• _What to work on_:
Give the records below again, word for word. No pictures belong in the copy.

• _Data supplied_:
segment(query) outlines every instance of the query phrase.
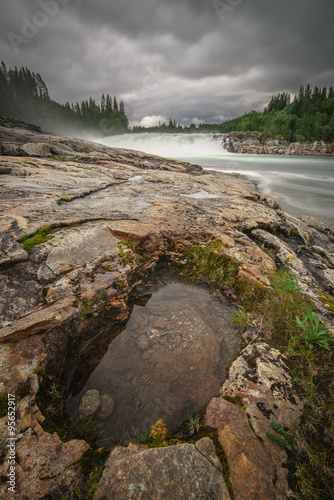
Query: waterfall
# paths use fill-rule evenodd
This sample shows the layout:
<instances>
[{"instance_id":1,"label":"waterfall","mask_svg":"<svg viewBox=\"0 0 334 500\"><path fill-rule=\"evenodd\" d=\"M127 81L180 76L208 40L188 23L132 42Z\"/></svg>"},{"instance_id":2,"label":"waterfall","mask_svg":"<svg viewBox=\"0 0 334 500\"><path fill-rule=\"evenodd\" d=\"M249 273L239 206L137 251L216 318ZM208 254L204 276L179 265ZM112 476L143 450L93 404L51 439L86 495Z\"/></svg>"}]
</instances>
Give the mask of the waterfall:
<instances>
[{"instance_id":1,"label":"waterfall","mask_svg":"<svg viewBox=\"0 0 334 500\"><path fill-rule=\"evenodd\" d=\"M212 134L123 134L100 139L110 147L136 149L165 157L203 157L228 154L221 136Z\"/></svg>"}]
</instances>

• _Written solution_:
segment(query) outlines every instance of the query phrase.
Query: waterfall
# paths use fill-rule evenodd
This sample shows the layout:
<instances>
[{"instance_id":1,"label":"waterfall","mask_svg":"<svg viewBox=\"0 0 334 500\"><path fill-rule=\"evenodd\" d=\"M127 81L180 76L208 40L188 23L132 42Z\"/></svg>"},{"instance_id":2,"label":"waterfall","mask_svg":"<svg viewBox=\"0 0 334 500\"><path fill-rule=\"evenodd\" d=\"M249 273L239 206L137 251L216 318ZM208 254L204 276L179 265ZM112 476L143 450L93 404L51 439L86 495Z\"/></svg>"}]
</instances>
Give the mask of the waterfall:
<instances>
[{"instance_id":1,"label":"waterfall","mask_svg":"<svg viewBox=\"0 0 334 500\"><path fill-rule=\"evenodd\" d=\"M212 134L123 134L100 139L110 147L136 149L165 157L203 157L228 154L221 136Z\"/></svg>"}]
</instances>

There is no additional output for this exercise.